* _READING TEXT_:
####

But oh wait, is there free ice cream being served in the library? Here come the freshmen now, all wearing Campus Customs Yale paraphernalia and high-fiving each other. Way to go! We still remember our ninth grade Spanish teacher’s name! Close behind them are the sophomores, who remember how to ask in French if your uncle has a pencil, but at least no longer call their parents every day.

Coo coo ca choo, Mrs. Robinson. The crowd at this ice-cream social represents half of the undergraduate population. And the dating pool gets even smaller if you take into account that I am attracted to heterosexual males, preferably over five foot five, who were never on a debate team and who appreciate the movie, When Harry Met Sally. So that leaves me with one man-child. And he’s probably been engaged since middle school.

Stop whining, you say. Upperclassmen abound! Unfortunately, with my oh-so-mature status as a senior, most of those boys-to-men who have made it through three and a quarter years with me here have become Bro Buds. It’s not like we shoot skeet together or anything, but once you’ve seen a guy try to fart into an empty beer can, and then proceed to cry on your shoulder while complaining about how he can’t find a girl more like his mother… well, let’s just say that Rob Reiner wouldn’t touch that with a ten-foot rom-com stick.

And then there are graduate students. I’m all for graduate students. For that matter, I’m all for any breed of grown-up man. Two thumbs up. As far as I can tell, men don’t mature at all between the ages of six and 26, so you have to shoot high if you want someone with more emotional savvy than a piece of broccoli. But of course, it’s hard to escape that sneaking suspicion that your 38-year old honey may have… ehem… strange motives for pursuing you, the lowly undergrad.

####

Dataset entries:
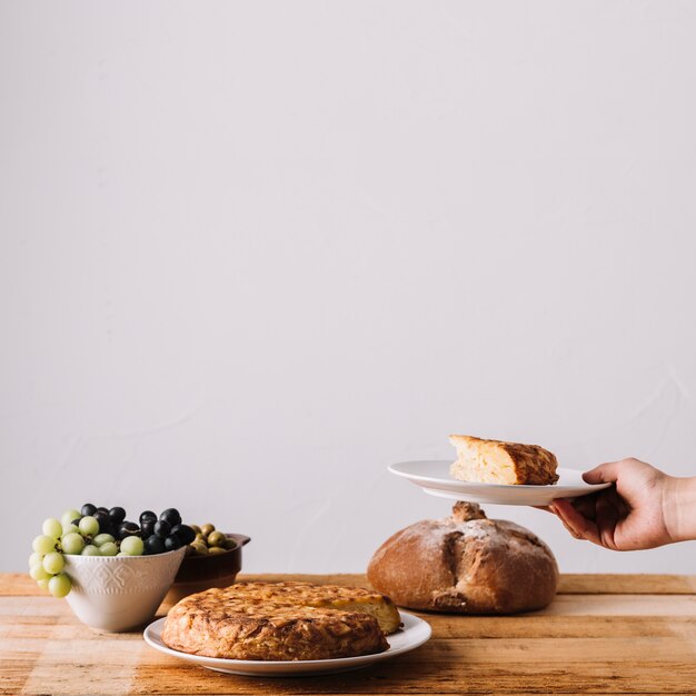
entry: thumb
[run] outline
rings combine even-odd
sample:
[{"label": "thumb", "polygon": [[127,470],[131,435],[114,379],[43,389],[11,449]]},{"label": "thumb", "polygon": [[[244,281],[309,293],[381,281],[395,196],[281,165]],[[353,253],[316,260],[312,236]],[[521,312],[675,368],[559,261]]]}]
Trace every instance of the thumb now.
[{"label": "thumb", "polygon": [[583,478],[586,484],[613,484],[618,480],[618,471],[620,468],[620,461],[607,461],[599,466],[585,471]]}]

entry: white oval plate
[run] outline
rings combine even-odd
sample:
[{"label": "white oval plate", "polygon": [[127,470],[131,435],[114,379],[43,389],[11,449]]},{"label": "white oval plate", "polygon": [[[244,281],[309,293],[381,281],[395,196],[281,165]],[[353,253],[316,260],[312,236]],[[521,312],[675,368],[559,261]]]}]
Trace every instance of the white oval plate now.
[{"label": "white oval plate", "polygon": [[451,461],[400,461],[389,471],[420,486],[425,493],[441,498],[488,503],[491,505],[548,505],[556,498],[577,498],[607,488],[612,484],[586,484],[583,471],[558,468],[558,481],[550,486],[513,486],[460,481],[449,474]]},{"label": "white oval plate", "polygon": [[389,648],[376,655],[360,655],[359,657],[341,657],[338,659],[298,659],[298,660],[261,660],[261,659],[223,659],[221,657],[203,657],[189,655],[167,647],[162,642],[165,618],[150,624],[142,634],[145,642],[160,653],[195,663],[206,669],[241,674],[248,677],[297,677],[314,674],[336,674],[361,669],[382,659],[389,659],[408,653],[421,646],[430,637],[431,628],[427,622],[412,614],[400,613],[404,628],[387,636]]}]

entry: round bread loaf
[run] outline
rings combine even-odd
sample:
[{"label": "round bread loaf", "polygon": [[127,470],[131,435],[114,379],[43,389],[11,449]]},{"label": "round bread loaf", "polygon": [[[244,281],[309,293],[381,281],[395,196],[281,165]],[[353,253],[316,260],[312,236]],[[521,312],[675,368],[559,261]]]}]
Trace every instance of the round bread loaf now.
[{"label": "round bread loaf", "polygon": [[426,519],[387,539],[367,577],[397,605],[456,614],[540,609],[556,594],[551,550],[528,529],[487,519],[459,501],[446,519]]}]

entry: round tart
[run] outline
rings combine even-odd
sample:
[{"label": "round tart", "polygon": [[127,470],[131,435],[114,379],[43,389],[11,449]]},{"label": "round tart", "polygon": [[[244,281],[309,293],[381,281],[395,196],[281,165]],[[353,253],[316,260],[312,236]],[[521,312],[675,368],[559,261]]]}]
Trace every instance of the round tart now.
[{"label": "round tart", "polygon": [[399,626],[394,603],[359,587],[238,583],[175,605],[162,640],[175,650],[228,659],[354,657],[389,647]]}]

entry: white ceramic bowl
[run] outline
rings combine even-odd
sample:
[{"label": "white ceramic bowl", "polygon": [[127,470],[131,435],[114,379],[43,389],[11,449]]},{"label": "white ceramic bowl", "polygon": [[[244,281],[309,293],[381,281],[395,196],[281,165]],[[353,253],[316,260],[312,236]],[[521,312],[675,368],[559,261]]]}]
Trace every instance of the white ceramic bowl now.
[{"label": "white ceramic bowl", "polygon": [[74,615],[101,630],[128,630],[150,619],[173,583],[186,547],[153,556],[64,556]]}]

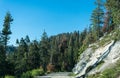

####

* _CHECK YOUR UNDERSTANDING_:
**A.** In the essay on campus dating, what share of the student body does the crowd at the ice-cream social make up?
**B.** List each quality the writer of the essay on campus dating looks for in a man.
**C.** Carry on the essay on campus dating from its last paragraph, in the same joking voice.

* _OUTPUTS IN ORDER_:
**A.** Half of the undergraduate population.

**B.**
- Heterosexual
- Preferably over five foot five
- Never on a debate team
- Appreciates the movie When Harry Met Sally

**C.**
But what do experts have to say on the matter? A certain Yale professor/diplomat-in-residence recently offered me some advice on love. His thesis, as far as I could make it out over the continuous, anxious screaming noise in my head, was that:

1) Marriage is dead.
2) We should all be seeking our mates like in the good old (and I would point out, fictional) works of Jane Austen.
3) All women today are bound to move to New York and date 35-year old lawyer after 35-year old lawyer until their biological clocks start ticking so loudly that people on the cross-town bus give them weird looks.
4) These single ladies will then all marry the first goons who come along.

Is it a truth universally acknowledged that a female in possession of a top-notch college education must be in want of a mate? I don’t think so. I don’t want to get married for a decade or so. Pregnant women scare me. I just want someone to hold my hand during Where the Wild Things Are, someone whose pants I can steal so I don’t have to pay J. Crew ninety dollars for “Boyfriend Jeans.”

Where does this leave me? Cruising the hardware store? Letting my hand linger on that of my barista for a little too long as he passes me my coffee? Whenever I indulge in such deviant customer flirtation, it always ends with said barista asking me to “stop yanking off his wedding ring, let go of the cup, and walk away.” And then his five adorable children pop up from under the counter and start singing “So Long, Farewell” from The Sound of Music.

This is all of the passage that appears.